*About this task*:
Only lines that contain the word "tree" are to be returned from the data below.

● ● ●

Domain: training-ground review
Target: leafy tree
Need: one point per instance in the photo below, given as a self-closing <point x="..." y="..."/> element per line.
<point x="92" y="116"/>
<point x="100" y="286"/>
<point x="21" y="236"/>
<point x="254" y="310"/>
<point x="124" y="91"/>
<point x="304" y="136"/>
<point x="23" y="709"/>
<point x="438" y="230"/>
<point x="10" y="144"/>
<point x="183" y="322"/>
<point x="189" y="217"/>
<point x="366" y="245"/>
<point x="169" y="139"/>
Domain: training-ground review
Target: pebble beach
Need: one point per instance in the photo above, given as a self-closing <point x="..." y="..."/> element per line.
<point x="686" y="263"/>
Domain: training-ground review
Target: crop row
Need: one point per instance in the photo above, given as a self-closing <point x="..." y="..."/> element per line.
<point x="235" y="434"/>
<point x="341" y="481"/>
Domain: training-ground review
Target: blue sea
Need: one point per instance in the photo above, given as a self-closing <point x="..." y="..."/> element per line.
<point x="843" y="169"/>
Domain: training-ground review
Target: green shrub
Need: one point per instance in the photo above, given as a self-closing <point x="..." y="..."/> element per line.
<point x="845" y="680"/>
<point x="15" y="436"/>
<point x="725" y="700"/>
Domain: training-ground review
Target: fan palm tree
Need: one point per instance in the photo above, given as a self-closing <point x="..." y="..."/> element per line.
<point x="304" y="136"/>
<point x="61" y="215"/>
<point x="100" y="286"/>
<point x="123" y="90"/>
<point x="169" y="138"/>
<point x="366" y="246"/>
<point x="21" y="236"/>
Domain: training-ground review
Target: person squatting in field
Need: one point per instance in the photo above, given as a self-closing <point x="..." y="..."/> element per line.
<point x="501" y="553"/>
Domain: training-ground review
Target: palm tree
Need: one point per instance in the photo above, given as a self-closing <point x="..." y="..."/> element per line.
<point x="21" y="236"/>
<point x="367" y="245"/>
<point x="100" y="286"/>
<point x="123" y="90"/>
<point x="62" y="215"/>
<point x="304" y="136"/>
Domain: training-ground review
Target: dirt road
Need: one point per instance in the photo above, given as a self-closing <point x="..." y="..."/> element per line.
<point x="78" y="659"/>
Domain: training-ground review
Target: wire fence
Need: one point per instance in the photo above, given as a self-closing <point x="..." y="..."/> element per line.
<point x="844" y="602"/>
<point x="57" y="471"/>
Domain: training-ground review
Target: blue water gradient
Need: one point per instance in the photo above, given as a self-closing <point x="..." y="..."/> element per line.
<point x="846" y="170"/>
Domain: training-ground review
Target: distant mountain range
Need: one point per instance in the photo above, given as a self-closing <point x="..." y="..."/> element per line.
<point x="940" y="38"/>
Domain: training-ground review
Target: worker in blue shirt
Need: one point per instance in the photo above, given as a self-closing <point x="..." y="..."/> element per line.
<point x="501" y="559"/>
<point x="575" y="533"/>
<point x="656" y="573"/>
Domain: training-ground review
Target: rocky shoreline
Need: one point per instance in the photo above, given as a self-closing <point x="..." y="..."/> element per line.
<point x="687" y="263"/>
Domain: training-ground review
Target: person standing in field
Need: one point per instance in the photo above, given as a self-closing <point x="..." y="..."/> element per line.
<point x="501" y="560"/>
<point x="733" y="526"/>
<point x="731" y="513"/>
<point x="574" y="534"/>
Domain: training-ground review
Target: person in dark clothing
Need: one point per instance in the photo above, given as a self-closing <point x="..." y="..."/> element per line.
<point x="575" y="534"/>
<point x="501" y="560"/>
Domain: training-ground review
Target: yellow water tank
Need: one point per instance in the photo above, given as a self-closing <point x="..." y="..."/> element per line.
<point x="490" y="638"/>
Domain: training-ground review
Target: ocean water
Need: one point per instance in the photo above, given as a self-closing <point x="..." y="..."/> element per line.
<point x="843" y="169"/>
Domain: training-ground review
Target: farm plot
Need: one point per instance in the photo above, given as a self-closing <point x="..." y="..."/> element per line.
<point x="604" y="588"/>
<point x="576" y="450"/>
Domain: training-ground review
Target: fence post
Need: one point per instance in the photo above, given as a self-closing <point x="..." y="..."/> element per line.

● ● ●

*Result below*:
Target: leafy tree
Target: fan palm tree
Target: palm tree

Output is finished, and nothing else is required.